## Passage shown
I was wondering if anyone has experience buying bulk salt, then loading it in your own 50lb bags?

I have looked at the costs, and the per bag price including labor for bagging will still be less then what I am paying for 50lb bags a skid at a time from my supplier.

Also interested in any experience you can share doing this. I thought we would get a 2-ton load, use an old hopper to shovel the bulk into, then feed into 50 lb bags they we purchased from a supplier.

Thanks for your input!


----------



## Brian Young (Aug 13, 2005)

We did this in a pinch a couple years ago. I worked out ok, you just have to use it fairly soon after filling. We had a few bags left over and they froze up over night. This is exactly what we are going to do this year with my sidewalk guys. I figure they should be able to fill 20 bags in a few minutes. 20 bags of "bagged" salt is around 120 bucks and about 30 bucks to refill with bulk.


----------



## Mdwstsnow512 (Dec 30, 2007)

you could also use buckets, 
a little more expensive but alot easier ot handle, and reuse
and keep dry


----------



## markkps (Feb 19, 2009)

I was afraid of bags freezing up. I have a spare trailer that I can store the bags in.

If this works the plan next year is to bag in august when its dry and store for the winter.


----------



## leon (Nov 18, 2008)

*salt packaging*



markkps;1129615 said:


> I was wondering if anyone has experience buying bulk salt, then loading it in your own 50lb bags?
> 
> I have looked at the costs, and the per bag price including labor for bagging will still be less then what I am paying for 50lb bags a skid at a time from my supplier.
> 
> ...


Getting a 2 ton load is the problem unless you have access
to a salt reseller that deals in small volume as most of them
will not dump less than ten tons depending on the location 
simply because of the size of the front end loaders used 
to fill bulk trailers.

Buying ten tons is about 10 cubic yards of yards of halite "rock salt".

## Material provided
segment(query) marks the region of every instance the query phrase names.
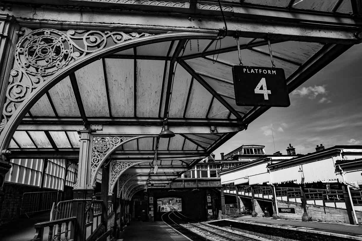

## Job A
List every username that appears in a ## header of the bulk salt thread.
## Job B
In the bulk salt thread, what does Brian Young say it costs to refill 20 bags with bulk salt?
## Job C
Reproduce the bulk salt thread word for word, everything from "## Mdwstsnow512 (Dec" down to "(Feb 19, 2009)".
The listing is separate material and has no connection to the bulk salt thread.

## Result A
Brian Young, Mdwstsnow512, markkps, leon

## Result B
About 30 bucks.

## Result C
## Mdwstsnow512 (Dec 30, 2007)

you could also use buckets, 
a little more expensive but alot easier ot handle, and reuse
and keep dry


----------



## markkps (Feb 19, 2009)